Page |

** Begin **

Then, at some point, as a teenager, I found out that my beloved Dahl had been an open antisemite. He’d had no compunction against making antisemitic statements in public interviews, such as the quote above.
As you can imagine, I was quite shocked; but, to a large extent, I also didn’t care very much back then. After all, what was I supposed to do? Throw away my beloved children’s books? I mean… I already had Dahl’s books on my shelf – I had no intention to purchase more of his works. By then, by my late teenage years, I hadn’t acquired a new Roald Dahl book for a long time.
Roald Dahl for me as a parent
Ordering Dahl’s books for my child
My seven-year-old daughter already reads English at fourth or fifth grade level; it’s the most advanced of her three languages (she also speaks, reads, and writes Russian and Hebrew). For me, this is fun because she’s now interested in books that I can enjoy.
While we were on vacation last week, she asked me to tell her a story; and the first one that came to my mind was ‘Charlie and the Chocolate Factory’, which I relayed to her at the beach. Even from my limited recollections of the book, my daughter was completely hooked and asked me to repeat it to her several times, which I did (with a bit of eye-rolling). I realized that she would love Roald Dahl’s books, just as I had as a boy.

** End **

Entries shown |
** Begin **

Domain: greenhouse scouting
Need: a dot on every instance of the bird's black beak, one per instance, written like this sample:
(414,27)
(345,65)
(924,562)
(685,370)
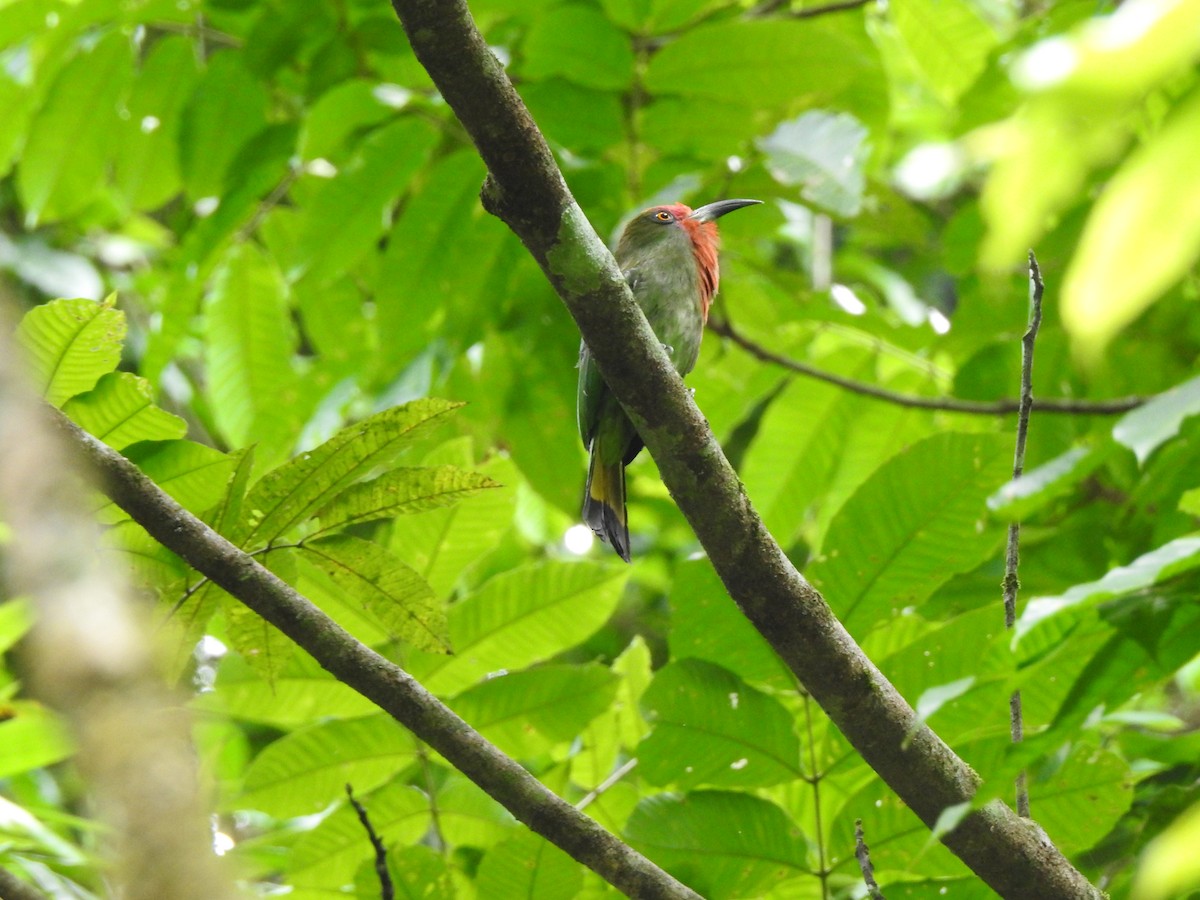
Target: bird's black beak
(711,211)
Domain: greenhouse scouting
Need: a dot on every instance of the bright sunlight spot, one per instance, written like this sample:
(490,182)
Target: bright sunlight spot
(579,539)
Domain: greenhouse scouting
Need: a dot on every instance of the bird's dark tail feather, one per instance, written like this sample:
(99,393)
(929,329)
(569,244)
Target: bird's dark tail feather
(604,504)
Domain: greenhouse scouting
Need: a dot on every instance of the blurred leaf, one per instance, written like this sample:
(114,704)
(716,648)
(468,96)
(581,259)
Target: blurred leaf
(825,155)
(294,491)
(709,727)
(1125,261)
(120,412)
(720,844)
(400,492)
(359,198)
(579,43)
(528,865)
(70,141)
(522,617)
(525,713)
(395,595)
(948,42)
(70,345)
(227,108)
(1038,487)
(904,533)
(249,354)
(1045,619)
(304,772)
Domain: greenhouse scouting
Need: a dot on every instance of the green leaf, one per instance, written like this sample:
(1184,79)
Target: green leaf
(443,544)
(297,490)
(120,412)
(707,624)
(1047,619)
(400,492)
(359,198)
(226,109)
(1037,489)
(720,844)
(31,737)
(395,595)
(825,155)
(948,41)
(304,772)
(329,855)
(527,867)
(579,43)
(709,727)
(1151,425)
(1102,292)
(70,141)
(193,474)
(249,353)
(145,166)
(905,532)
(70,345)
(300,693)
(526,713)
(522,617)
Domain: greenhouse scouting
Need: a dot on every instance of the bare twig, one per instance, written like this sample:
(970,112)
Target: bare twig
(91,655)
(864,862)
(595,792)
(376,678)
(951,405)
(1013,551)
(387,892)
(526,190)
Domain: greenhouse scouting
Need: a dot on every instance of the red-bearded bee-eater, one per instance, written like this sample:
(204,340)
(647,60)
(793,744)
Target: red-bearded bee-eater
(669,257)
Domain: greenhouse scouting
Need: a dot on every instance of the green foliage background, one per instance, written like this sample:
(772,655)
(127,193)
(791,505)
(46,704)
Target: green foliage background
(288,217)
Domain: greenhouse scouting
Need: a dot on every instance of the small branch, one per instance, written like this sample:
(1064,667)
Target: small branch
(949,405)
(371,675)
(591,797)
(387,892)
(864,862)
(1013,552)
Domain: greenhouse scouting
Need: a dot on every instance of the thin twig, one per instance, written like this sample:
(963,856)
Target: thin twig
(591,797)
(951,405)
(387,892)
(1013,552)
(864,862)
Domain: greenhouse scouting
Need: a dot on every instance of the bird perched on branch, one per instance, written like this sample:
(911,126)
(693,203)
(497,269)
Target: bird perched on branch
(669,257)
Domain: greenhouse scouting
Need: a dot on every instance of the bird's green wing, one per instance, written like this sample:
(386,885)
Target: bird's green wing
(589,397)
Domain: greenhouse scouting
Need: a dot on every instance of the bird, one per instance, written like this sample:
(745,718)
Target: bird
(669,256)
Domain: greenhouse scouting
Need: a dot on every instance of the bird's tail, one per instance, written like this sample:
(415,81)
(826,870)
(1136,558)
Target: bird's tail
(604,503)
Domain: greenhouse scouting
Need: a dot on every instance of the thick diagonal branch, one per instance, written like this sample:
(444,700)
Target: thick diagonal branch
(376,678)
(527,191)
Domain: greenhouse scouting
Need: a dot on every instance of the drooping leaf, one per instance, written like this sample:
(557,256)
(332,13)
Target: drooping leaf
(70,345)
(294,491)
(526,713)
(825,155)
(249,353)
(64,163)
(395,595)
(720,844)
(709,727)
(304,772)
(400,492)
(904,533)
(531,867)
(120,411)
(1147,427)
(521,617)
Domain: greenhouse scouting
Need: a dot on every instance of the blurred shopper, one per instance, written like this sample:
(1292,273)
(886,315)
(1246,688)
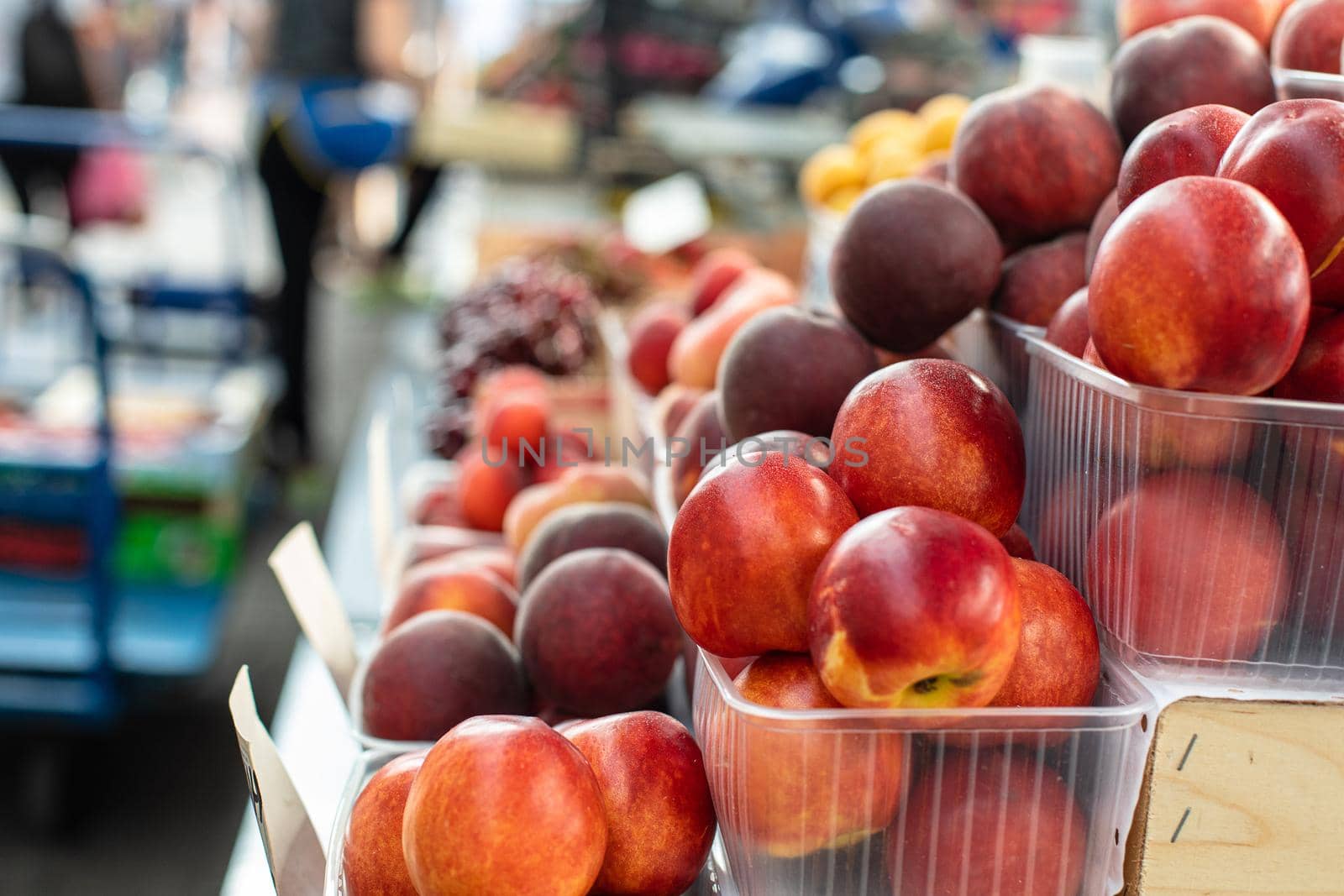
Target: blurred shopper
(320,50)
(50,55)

** End **
** Begin **

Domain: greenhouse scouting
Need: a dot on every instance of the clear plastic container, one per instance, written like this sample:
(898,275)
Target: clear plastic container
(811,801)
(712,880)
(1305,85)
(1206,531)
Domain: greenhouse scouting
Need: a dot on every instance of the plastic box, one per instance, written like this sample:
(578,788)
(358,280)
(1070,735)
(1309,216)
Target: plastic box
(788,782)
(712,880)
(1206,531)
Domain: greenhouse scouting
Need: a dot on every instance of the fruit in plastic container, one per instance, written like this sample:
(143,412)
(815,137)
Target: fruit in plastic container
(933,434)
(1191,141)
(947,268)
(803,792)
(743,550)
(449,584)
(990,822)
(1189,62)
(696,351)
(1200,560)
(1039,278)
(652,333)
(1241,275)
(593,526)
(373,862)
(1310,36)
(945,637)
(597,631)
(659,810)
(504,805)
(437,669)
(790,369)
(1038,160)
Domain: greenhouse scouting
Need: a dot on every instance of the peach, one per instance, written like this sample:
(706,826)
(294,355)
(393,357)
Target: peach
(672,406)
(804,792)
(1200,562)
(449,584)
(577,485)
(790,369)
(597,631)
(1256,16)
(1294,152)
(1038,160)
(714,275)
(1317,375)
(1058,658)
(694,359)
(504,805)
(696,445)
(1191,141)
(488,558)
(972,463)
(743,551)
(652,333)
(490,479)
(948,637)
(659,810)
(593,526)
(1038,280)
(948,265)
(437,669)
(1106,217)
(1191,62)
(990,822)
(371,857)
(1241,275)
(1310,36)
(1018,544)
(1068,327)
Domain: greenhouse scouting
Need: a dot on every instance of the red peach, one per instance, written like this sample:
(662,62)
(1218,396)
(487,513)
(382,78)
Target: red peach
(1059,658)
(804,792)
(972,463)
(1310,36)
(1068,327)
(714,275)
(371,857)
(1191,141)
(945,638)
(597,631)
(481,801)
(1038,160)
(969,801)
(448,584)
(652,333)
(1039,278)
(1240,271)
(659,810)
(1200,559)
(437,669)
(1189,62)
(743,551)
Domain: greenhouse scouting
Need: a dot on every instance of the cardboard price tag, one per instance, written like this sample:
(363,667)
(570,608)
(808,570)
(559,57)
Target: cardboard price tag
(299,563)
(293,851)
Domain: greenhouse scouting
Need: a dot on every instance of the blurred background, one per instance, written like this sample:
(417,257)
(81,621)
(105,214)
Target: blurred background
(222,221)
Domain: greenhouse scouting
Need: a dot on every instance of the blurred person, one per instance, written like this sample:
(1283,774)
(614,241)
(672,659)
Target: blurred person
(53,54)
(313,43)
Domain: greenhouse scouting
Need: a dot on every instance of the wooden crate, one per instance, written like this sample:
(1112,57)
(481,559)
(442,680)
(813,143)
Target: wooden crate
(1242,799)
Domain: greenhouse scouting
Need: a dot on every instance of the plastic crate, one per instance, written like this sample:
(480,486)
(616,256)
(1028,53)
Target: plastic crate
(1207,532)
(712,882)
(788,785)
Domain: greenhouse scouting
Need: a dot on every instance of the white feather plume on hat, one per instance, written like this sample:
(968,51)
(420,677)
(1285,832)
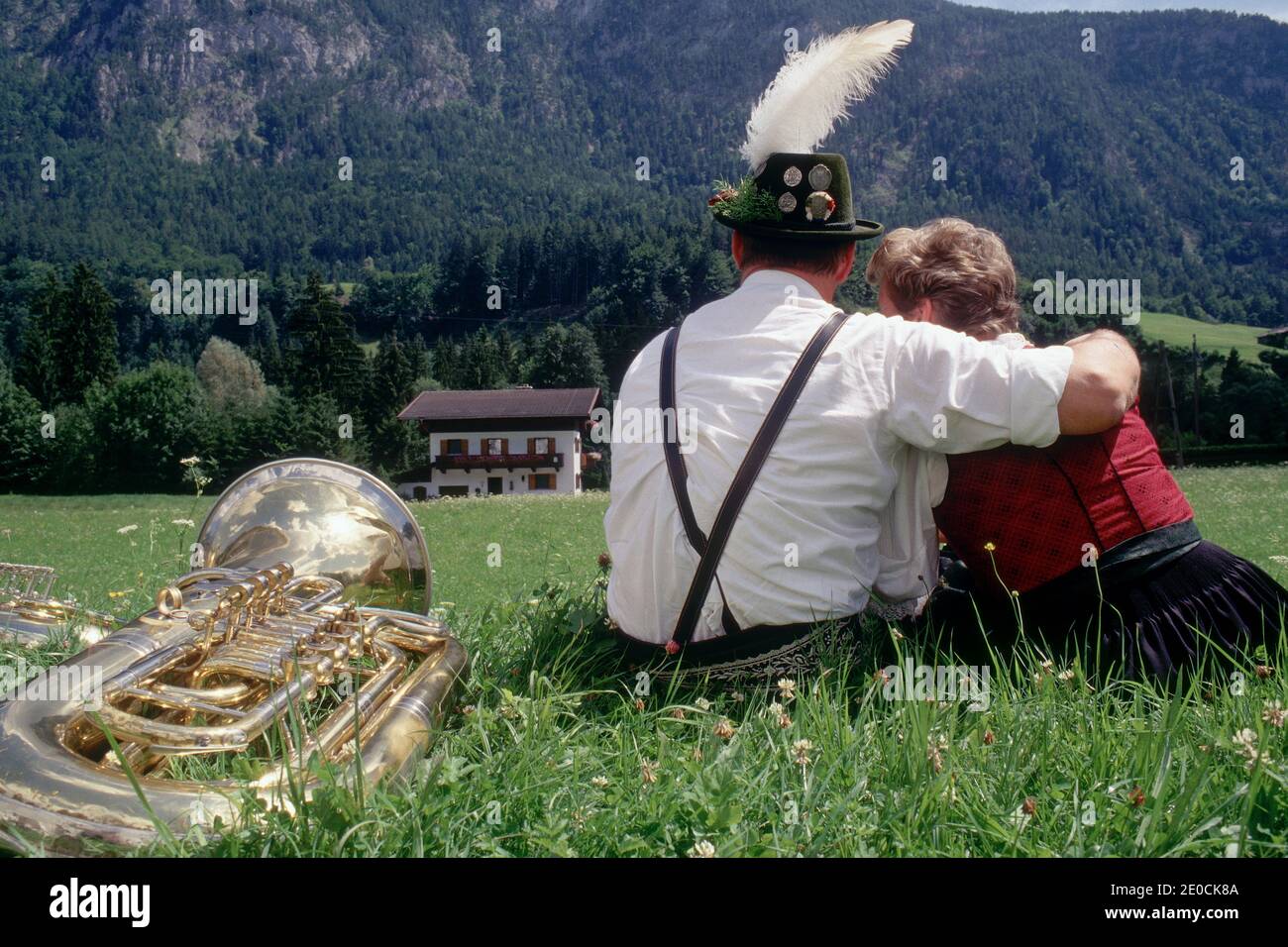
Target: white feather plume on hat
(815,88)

** End **

Instructions for the task |
In the Roald Dahl piece, why did the writer, as a teenager, not care very much about learning that Dahl was an antisemite? Please answer in one to three sentences.

Expected answer |
He saw nothing he could do about it, since throwing away his beloved children's books made no sense. Dahl's books were already on his shelf, he had no intention of buying more, and he hadn't acquired a new one in a long time.